● **EXERCISE TASK**
In the lines below, find the one that contains "Locate the concrete" and write it out exactly, along with every line that follows it.

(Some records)
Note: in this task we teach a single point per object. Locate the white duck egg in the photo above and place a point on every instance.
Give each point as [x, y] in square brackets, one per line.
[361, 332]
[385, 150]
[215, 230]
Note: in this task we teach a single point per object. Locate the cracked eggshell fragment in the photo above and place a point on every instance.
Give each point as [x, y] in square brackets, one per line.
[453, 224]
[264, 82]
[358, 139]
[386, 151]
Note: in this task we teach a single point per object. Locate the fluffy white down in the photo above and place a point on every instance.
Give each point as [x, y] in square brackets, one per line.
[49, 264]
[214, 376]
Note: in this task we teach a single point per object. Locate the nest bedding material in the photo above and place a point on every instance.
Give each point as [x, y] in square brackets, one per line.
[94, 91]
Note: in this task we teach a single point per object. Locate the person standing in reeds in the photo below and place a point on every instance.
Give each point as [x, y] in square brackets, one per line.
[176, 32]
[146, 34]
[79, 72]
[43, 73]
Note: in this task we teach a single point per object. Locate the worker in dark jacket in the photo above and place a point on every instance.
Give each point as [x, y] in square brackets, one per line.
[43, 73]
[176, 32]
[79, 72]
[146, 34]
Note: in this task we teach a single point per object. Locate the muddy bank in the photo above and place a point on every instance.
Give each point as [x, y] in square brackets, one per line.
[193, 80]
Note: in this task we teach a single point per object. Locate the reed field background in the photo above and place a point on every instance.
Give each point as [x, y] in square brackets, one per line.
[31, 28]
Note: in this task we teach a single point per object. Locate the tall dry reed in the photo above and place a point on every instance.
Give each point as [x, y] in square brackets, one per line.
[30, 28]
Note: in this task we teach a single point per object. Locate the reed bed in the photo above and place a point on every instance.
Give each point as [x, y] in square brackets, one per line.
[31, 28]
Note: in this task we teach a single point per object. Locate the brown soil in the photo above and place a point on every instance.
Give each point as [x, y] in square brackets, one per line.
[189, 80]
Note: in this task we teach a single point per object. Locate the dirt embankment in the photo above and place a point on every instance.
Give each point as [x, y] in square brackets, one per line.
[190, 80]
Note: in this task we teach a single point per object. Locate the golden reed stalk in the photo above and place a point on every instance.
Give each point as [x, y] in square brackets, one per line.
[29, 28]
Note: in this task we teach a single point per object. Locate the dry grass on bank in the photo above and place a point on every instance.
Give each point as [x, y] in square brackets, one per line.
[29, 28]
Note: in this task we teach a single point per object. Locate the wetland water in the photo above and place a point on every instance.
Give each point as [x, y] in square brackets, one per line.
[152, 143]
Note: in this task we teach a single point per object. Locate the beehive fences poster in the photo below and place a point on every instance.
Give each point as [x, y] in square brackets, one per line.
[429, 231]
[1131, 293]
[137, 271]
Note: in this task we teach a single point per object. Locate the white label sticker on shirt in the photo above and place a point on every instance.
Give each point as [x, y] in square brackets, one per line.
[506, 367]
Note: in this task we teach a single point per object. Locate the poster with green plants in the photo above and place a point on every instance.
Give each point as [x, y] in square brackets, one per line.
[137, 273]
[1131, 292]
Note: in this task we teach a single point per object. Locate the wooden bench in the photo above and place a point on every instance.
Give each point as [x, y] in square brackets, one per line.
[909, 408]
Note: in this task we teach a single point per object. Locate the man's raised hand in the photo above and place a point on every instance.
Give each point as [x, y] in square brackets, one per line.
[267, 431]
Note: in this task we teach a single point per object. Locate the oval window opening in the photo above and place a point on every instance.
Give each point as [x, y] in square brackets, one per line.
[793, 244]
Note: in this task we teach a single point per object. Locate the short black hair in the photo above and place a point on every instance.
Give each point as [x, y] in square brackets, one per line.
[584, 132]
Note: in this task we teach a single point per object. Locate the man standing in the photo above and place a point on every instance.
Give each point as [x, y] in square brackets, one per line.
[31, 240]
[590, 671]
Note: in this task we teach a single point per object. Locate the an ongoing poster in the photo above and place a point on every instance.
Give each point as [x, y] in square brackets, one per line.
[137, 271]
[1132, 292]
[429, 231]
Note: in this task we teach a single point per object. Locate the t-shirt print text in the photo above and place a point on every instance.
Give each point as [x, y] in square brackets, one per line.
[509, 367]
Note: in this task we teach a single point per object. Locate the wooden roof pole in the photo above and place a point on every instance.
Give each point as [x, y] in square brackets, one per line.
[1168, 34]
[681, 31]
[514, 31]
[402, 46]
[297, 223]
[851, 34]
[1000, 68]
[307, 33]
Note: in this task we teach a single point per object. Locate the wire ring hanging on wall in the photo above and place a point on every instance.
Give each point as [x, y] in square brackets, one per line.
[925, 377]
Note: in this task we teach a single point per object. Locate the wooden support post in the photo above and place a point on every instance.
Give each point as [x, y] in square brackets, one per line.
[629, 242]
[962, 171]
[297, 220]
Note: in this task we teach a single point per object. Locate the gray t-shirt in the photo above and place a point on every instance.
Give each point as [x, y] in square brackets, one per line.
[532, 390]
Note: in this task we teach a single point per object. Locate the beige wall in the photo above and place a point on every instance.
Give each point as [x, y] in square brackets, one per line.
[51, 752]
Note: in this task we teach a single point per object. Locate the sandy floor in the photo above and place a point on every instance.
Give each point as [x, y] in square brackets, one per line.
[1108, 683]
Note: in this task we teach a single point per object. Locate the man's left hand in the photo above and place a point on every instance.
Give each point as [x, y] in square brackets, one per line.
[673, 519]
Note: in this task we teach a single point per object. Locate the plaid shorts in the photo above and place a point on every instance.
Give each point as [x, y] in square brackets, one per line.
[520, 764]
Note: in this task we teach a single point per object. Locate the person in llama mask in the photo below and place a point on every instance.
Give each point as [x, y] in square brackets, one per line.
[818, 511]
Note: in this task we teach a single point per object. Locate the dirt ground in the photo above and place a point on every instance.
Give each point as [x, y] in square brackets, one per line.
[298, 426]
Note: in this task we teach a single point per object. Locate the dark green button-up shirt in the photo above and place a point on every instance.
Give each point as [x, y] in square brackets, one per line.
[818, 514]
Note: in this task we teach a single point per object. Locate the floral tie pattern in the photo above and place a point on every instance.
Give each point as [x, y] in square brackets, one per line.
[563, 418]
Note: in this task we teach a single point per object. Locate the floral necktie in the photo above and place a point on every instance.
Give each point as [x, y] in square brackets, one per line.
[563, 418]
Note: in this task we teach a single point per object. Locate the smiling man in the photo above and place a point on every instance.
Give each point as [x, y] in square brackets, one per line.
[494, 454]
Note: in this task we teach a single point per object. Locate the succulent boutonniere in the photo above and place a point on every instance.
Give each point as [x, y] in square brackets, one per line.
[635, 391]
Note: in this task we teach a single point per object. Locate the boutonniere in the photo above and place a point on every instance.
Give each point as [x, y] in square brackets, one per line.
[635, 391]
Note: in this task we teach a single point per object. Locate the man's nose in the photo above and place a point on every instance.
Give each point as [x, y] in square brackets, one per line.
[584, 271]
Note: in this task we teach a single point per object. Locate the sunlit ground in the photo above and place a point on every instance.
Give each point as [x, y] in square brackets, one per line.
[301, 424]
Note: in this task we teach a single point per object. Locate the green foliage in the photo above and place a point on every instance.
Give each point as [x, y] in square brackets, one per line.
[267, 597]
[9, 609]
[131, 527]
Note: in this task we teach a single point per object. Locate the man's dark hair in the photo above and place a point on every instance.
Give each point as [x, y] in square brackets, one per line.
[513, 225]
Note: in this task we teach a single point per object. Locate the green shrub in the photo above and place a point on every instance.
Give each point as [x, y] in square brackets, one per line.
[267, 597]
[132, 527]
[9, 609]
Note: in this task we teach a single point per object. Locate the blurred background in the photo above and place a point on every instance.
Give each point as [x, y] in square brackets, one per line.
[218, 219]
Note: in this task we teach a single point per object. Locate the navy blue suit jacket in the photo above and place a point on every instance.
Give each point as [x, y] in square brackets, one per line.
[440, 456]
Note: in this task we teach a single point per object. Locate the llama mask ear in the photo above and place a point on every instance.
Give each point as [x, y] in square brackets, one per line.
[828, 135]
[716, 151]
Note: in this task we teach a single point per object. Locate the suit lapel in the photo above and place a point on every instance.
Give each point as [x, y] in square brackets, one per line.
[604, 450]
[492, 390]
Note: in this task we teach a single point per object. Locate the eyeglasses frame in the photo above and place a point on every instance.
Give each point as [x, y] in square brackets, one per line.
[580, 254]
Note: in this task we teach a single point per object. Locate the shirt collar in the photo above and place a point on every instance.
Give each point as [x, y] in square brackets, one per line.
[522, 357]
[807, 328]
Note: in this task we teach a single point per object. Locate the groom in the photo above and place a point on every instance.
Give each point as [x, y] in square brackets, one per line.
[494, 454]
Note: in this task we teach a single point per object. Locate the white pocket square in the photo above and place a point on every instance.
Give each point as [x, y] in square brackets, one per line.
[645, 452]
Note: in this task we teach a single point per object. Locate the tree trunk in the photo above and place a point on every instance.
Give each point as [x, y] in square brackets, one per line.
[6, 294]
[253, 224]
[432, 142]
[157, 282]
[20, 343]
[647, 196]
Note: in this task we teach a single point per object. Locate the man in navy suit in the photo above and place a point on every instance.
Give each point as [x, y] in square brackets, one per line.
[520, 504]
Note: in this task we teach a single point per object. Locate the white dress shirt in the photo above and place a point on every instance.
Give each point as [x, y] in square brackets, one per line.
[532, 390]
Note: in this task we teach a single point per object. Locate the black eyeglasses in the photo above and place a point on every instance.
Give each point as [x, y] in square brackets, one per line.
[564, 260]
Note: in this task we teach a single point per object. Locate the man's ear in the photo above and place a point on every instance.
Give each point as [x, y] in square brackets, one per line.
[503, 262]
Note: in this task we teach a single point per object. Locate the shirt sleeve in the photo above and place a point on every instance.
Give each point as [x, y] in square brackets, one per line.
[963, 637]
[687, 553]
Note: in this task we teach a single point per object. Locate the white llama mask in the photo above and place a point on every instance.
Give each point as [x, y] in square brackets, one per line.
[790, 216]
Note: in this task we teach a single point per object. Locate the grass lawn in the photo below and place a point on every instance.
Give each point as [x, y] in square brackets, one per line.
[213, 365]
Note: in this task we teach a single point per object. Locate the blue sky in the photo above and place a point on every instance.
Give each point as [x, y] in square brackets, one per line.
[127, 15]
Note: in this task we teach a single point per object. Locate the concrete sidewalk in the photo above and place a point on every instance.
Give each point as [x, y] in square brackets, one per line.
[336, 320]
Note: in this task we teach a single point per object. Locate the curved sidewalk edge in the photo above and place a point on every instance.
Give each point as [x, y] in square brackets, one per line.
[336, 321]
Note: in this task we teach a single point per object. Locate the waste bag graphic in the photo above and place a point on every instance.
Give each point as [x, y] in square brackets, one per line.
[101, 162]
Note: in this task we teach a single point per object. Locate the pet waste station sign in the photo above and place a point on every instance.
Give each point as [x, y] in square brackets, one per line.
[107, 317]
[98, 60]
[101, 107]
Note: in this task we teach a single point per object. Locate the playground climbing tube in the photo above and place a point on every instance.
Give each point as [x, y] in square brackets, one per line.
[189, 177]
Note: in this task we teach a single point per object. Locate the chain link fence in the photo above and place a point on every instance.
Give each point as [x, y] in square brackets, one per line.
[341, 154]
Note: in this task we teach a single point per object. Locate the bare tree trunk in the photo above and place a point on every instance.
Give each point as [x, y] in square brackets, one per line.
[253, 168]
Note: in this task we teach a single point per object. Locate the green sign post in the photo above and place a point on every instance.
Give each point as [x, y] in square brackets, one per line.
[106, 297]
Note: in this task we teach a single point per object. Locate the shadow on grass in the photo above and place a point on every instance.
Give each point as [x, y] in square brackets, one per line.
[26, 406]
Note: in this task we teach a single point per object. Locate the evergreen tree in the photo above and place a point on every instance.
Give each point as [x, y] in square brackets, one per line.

● **THE COMPLETED TASK**
Note: in this task we teach a single point per object. Locate the concrete sidewalk in the photo above and place a point on every instance.
Give each point as [x, y] in square brackets, one per line.
[336, 320]
Note: in this task we teach a single point per object. Locate the curved sidewalk edge in the photo above and place a point on every instance.
Give each point as [x, y] in square brackets, one per line.
[336, 321]
Note: in this task we teach a single point per object. Locate the waste bag graphic in the photo above and place a point on every instance.
Give each point as [x, y] in square brackets, one per line.
[101, 162]
Note: in this task we teach a single point per object. Locate the pet waste station sign in the photo above and place a point on every instance.
Give each point as [x, y] in square brackets, one per line.
[107, 317]
[98, 60]
[101, 107]
Note: in this task we teach a single point per object. Locate the playground climbing tube in the photo above and place a point on every instance.
Give each point as [x, y] in square brackets, one per line.
[189, 177]
Note: in this task we teach a single point per object. Locate the chain link fence in the photo above and place a point on every instance.
Give each point as [x, y] in square brackets, one per line.
[341, 154]
Note: in this task we teach a single point per object. Locate the bare tree trunk in the photo above and place a point on every instance.
Give each point as [x, y] in square brackets, one per line.
[253, 168]
Note: in this task we teach a single point per object. Locate the green sign post in the photo above and place a point on every instance.
Give each point as [x, y] in square brackets, one per line.
[106, 297]
Note: in this task we teach a single point per object. Locate the shadow on grass in the photo above and place a point on every instance.
Give each point as [x, y] in square brackets, one per line.
[26, 406]
Note: in this task we teach a single point per object. Locate the evergreen tree in the photo above and place a point on every instance.
Give each point as [x, y] in square brackets, one per line.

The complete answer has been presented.